### Ítems de trabajo

----

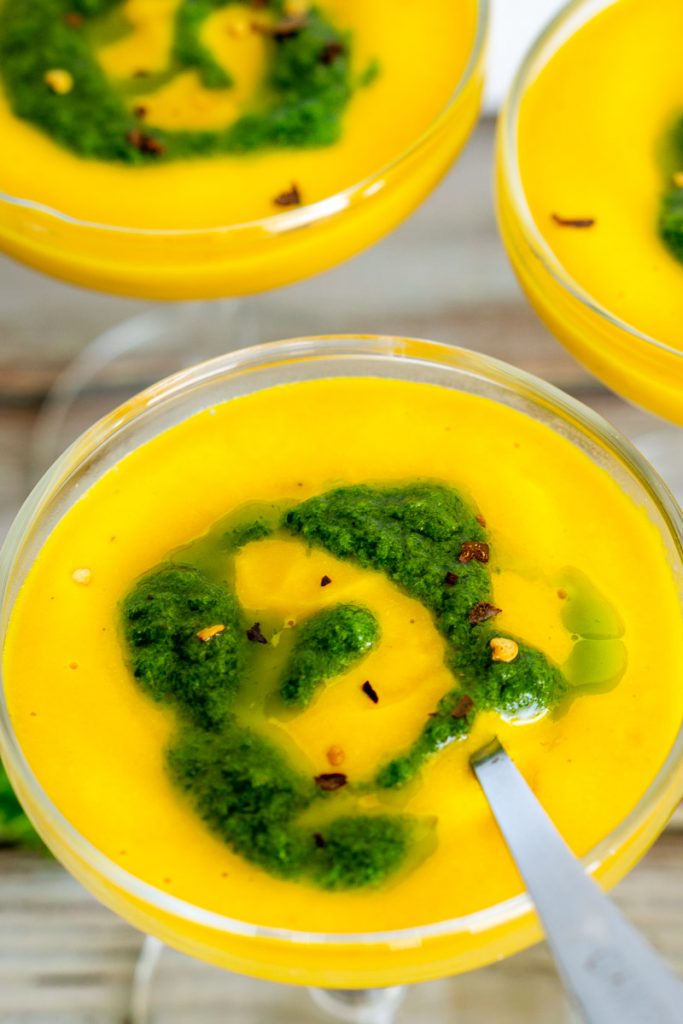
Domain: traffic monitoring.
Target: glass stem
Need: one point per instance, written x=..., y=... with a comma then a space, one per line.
x=359, y=1006
x=140, y=993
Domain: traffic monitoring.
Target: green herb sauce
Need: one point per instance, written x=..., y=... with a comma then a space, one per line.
x=326, y=646
x=301, y=102
x=431, y=544
x=671, y=209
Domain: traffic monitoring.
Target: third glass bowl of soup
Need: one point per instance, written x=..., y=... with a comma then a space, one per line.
x=175, y=150
x=257, y=621
x=591, y=196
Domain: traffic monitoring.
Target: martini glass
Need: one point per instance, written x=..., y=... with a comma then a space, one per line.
x=207, y=269
x=643, y=369
x=355, y=976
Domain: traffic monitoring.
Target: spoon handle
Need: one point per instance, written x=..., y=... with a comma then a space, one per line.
x=609, y=971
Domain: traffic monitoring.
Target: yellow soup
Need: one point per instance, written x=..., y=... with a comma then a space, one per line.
x=96, y=742
x=406, y=61
x=591, y=133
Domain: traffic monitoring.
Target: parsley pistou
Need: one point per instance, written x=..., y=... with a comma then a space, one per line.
x=60, y=87
x=267, y=652
x=593, y=218
x=188, y=125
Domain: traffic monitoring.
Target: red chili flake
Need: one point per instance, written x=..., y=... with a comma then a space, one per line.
x=481, y=611
x=331, y=53
x=254, y=634
x=463, y=708
x=572, y=221
x=476, y=550
x=291, y=198
x=331, y=780
x=145, y=143
x=370, y=691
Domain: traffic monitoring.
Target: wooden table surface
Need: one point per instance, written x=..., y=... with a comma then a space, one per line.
x=66, y=960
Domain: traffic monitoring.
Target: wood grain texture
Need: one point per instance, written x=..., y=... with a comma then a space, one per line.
x=66, y=960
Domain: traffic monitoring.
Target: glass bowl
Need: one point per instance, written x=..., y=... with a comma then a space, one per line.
x=336, y=961
x=640, y=368
x=256, y=256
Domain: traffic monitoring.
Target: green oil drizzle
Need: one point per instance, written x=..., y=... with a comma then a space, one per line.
x=300, y=103
x=256, y=794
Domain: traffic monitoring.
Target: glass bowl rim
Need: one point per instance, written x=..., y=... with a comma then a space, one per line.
x=391, y=349
x=530, y=67
x=308, y=213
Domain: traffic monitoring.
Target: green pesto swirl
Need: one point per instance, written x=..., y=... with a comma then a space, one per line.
x=671, y=208
x=195, y=649
x=300, y=103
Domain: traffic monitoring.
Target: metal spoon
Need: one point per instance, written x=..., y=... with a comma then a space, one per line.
x=611, y=974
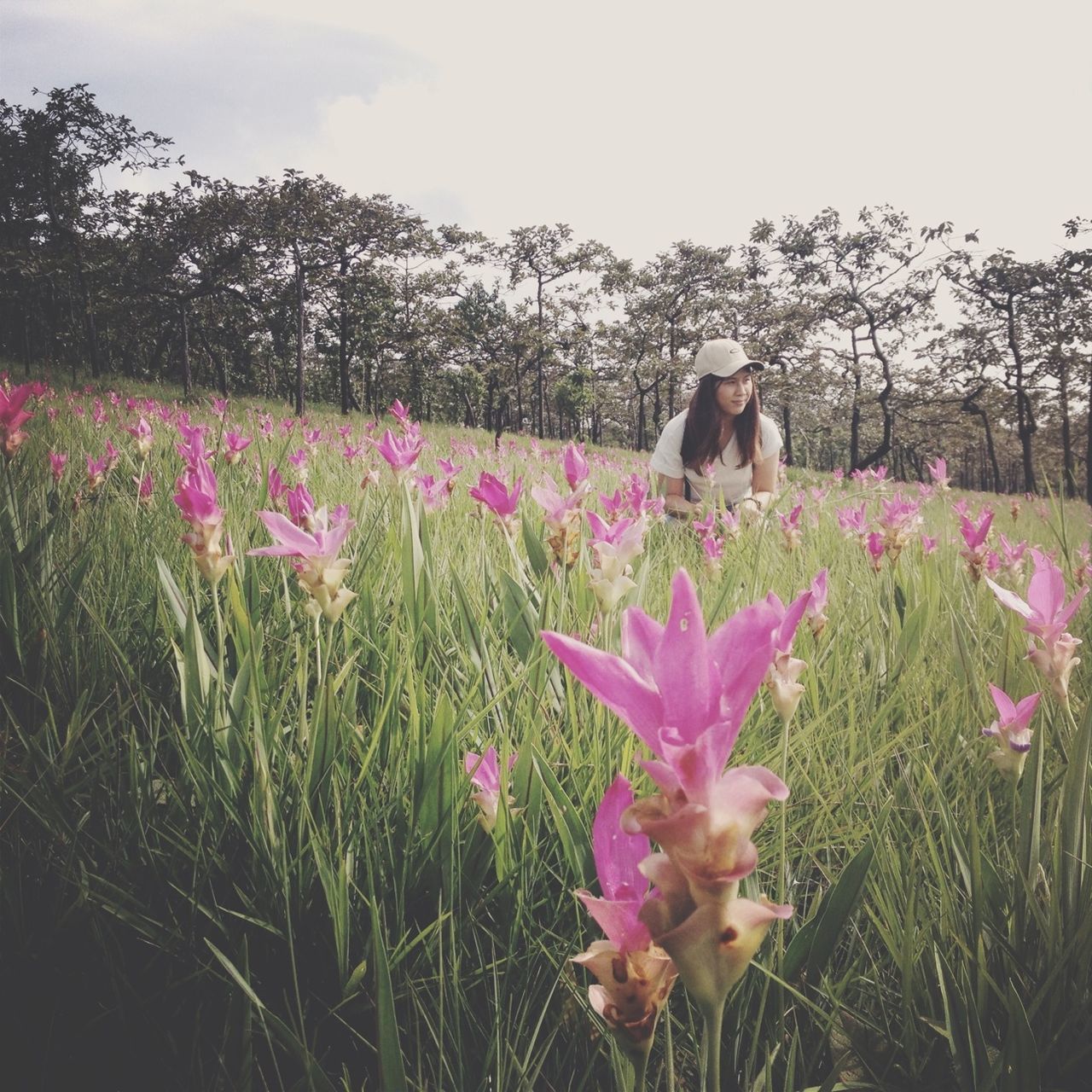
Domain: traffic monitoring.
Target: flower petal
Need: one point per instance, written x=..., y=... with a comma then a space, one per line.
x=614, y=682
x=681, y=664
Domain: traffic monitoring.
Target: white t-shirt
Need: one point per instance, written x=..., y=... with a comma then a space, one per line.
x=733, y=480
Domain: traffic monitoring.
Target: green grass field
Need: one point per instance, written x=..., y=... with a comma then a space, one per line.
x=238, y=849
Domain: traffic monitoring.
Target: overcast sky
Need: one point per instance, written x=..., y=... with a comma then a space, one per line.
x=638, y=125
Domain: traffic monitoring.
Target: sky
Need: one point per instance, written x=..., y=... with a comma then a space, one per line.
x=638, y=125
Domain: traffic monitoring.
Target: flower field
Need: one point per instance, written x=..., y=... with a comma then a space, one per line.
x=341, y=755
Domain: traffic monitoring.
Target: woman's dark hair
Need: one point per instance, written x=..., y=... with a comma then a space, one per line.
x=701, y=437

----

### Consigna
Determina cuántas líneas de los ítems de arriba contienen la palabra "glass", teniendo en cuenta mayúsculas y minúsculas. Responde únicamente con el número.

### Resultado
5